Dataset excerpts =>
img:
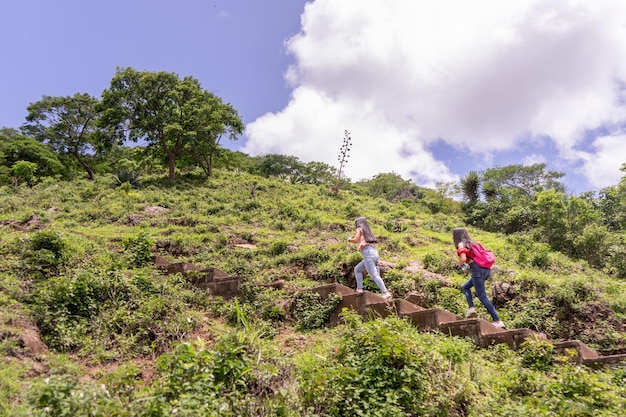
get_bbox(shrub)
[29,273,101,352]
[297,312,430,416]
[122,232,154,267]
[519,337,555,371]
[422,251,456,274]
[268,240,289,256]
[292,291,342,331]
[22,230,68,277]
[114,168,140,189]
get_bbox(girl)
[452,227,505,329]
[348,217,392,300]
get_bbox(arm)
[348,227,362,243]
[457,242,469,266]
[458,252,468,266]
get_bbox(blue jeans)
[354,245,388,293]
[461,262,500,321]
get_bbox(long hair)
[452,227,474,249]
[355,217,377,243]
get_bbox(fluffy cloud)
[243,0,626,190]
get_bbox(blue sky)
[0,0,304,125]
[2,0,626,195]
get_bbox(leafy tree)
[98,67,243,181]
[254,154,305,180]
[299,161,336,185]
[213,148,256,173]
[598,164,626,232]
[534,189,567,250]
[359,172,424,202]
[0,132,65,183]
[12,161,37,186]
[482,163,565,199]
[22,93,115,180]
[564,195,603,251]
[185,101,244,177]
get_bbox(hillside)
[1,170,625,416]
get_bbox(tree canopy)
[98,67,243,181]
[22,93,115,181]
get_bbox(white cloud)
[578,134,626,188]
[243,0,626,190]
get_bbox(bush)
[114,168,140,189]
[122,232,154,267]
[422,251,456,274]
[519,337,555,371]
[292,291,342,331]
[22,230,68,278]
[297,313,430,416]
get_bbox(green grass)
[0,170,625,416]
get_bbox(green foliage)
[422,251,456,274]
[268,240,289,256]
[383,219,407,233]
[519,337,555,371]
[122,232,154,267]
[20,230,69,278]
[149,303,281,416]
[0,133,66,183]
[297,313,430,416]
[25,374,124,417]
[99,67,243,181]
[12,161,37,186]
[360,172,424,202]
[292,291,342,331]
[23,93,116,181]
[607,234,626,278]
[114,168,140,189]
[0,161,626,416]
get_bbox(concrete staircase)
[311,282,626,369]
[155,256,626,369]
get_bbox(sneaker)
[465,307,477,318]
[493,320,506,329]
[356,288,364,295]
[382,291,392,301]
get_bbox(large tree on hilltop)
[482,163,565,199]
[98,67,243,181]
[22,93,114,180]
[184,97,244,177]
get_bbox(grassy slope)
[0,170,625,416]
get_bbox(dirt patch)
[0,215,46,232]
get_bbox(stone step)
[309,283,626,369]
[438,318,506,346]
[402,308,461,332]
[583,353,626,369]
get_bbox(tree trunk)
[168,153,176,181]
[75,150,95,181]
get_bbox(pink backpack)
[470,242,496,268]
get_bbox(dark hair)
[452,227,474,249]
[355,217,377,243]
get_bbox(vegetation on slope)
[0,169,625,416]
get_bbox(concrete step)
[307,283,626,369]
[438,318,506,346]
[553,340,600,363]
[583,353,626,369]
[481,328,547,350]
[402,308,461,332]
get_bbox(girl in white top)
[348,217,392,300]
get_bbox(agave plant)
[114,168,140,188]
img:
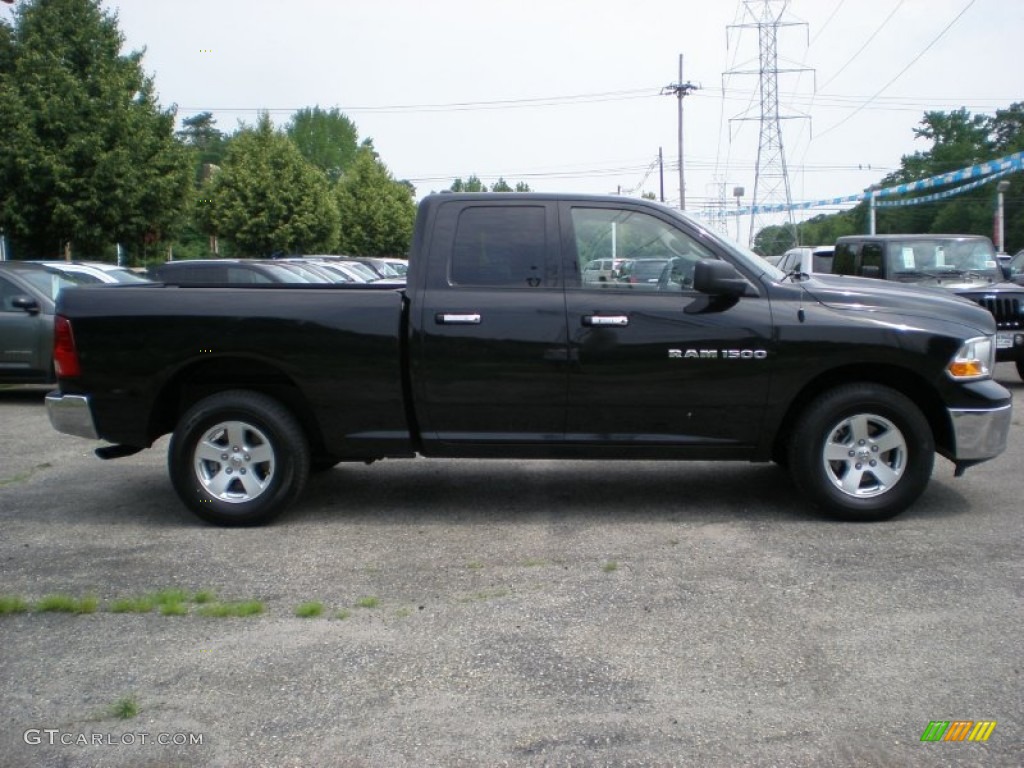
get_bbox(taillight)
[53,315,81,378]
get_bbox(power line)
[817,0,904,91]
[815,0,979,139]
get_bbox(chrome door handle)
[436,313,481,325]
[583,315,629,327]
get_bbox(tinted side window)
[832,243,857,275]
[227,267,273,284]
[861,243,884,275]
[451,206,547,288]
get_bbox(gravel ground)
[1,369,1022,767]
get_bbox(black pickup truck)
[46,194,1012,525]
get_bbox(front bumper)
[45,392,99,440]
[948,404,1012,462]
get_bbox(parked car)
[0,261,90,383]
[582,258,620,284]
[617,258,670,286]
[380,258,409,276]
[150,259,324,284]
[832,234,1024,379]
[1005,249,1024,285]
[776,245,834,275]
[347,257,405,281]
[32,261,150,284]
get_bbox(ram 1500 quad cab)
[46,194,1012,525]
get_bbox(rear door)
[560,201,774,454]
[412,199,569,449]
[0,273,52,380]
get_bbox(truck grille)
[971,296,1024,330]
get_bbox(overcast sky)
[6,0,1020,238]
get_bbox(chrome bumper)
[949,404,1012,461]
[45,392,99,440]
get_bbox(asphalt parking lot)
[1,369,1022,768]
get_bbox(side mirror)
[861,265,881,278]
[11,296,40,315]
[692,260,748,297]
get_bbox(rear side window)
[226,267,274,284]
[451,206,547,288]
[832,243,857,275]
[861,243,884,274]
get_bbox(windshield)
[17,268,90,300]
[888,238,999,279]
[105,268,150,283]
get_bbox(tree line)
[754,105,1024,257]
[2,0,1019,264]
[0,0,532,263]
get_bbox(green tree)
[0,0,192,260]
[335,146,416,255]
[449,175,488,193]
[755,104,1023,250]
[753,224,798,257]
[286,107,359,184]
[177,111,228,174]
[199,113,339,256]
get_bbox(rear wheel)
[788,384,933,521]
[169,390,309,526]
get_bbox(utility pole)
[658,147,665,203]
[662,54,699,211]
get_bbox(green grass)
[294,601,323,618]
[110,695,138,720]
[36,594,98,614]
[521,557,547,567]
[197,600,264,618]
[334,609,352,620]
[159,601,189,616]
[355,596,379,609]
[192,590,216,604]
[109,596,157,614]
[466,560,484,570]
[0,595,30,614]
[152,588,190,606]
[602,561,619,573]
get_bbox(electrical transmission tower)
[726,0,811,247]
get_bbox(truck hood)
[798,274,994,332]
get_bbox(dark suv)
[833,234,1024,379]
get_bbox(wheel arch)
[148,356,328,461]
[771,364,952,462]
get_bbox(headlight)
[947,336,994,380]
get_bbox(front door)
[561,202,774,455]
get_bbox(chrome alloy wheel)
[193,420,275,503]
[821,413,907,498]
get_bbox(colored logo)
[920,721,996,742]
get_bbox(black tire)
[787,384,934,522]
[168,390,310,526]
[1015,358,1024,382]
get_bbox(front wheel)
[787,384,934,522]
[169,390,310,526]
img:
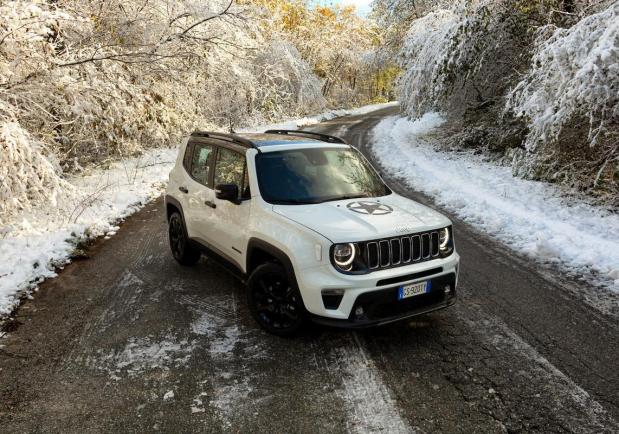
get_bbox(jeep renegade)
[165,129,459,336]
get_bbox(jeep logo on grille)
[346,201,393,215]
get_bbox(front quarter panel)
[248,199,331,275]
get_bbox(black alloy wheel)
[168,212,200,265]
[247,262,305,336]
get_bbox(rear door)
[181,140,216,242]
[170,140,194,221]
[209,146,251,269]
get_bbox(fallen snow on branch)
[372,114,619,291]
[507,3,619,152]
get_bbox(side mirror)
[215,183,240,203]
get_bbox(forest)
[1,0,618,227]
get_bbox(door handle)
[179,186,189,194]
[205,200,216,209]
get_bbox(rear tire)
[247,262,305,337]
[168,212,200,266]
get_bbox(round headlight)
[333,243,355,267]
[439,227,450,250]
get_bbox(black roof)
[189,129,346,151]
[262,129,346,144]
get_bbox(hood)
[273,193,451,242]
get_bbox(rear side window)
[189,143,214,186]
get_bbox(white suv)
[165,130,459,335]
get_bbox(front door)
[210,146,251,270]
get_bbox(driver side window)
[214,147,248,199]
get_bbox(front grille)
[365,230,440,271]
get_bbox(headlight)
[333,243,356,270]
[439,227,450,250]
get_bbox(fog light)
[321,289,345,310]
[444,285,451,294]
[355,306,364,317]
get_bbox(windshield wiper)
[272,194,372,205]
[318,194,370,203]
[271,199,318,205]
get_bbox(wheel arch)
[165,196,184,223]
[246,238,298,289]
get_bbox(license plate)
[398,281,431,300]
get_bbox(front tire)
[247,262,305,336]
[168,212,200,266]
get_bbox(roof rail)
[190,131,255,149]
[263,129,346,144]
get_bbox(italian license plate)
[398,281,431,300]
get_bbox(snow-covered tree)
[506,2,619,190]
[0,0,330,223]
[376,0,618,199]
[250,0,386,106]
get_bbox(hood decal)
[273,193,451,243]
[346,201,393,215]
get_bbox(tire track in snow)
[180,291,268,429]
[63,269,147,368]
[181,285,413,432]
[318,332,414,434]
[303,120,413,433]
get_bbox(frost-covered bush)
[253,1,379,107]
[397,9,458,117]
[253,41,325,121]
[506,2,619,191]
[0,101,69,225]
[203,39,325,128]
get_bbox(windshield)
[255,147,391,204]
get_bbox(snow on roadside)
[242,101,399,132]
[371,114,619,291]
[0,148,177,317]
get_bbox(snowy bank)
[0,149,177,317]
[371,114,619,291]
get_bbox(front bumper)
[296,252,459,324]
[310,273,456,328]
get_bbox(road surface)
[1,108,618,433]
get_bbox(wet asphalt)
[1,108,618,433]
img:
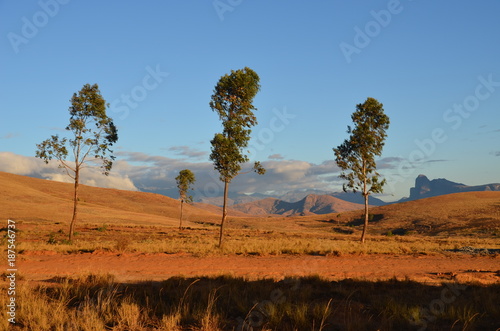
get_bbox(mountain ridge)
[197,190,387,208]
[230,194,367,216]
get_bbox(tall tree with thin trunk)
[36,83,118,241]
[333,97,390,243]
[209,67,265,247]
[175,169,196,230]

Your goal =>
Each line from the line containing "get_bbox(rear tire)" through the final line of the data above must be retyped exactly; nothing else, and no pictures, may appear.

Result =>
get_bbox(rear tire)
[247,262,305,337]
[168,212,200,266]
get_bbox(round headlight)
[333,243,355,267]
[439,227,450,250]
get_bbox(black roof)
[189,129,346,151]
[262,129,346,144]
get_bbox(hood)
[273,193,451,242]
get_bbox(rear side window)
[189,143,214,186]
get_bbox(white suv)
[165,130,459,335]
get_bbox(front door)
[210,146,251,270]
get_bbox(driver side window)
[214,147,248,199]
get_bbox(front grille)
[365,230,440,271]
get_bbox(headlight)
[333,243,356,270]
[439,227,450,250]
get_bbox(fog light)
[321,289,345,310]
[444,285,451,294]
[355,306,364,317]
get_bbox(windshield wiper)
[272,194,372,205]
[318,194,370,203]
[271,199,318,205]
get_bbox(wheel arch)
[165,196,184,223]
[246,238,298,289]
get_bbox(license plate)
[398,281,431,300]
get_bbox(front tire)
[247,262,305,336]
[168,212,200,266]
get_bbox(roof rail)
[190,131,255,149]
[263,129,346,144]
get_bbox(italian license plate)
[398,281,431,300]
get_bbox(snow-covered tree)
[506,2,619,190]
[0,0,330,223]
[376,0,618,199]
[250,0,386,106]
get_bbox(hood decal)
[273,193,451,243]
[346,201,393,215]
get_bbox(tire track in snow)
[180,291,268,429]
[63,269,147,368]
[181,285,413,432]
[318,332,414,434]
[303,120,413,433]
get_bbox(frost-covered bush)
[253,1,379,107]
[397,9,458,117]
[253,41,325,121]
[506,2,619,191]
[0,101,69,225]
[203,39,325,128]
get_bbox(windshield)
[255,147,391,204]
get_bbox(snow on roadside)
[242,101,399,132]
[371,114,619,291]
[0,148,177,317]
get_bbox(snowy bank)
[0,149,177,317]
[371,114,619,291]
get_bbox(front bumper)
[296,252,459,324]
[310,273,456,328]
get_bbox(road surface)
[1,108,618,433]
get_bbox(wet asphalt)
[1,108,618,433]
img:
get_bbox(mountain ridge)
[197,190,387,208]
[230,194,367,216]
get_bbox(tall tree with thin trunk)
[36,83,118,241]
[333,97,390,243]
[209,67,265,247]
[175,169,196,230]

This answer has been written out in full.